[START]

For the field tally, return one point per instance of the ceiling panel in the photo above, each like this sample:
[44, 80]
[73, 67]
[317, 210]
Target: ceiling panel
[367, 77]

[END]

• **YOUR GOAL**:
Reproduce the lines above word for word.

• **TASK ANSWER**:
For the field tally, return one point per instance of the ceiling panel in the photo above, each like this sample:
[44, 80]
[73, 67]
[317, 210]
Target: ceiling panel
[367, 77]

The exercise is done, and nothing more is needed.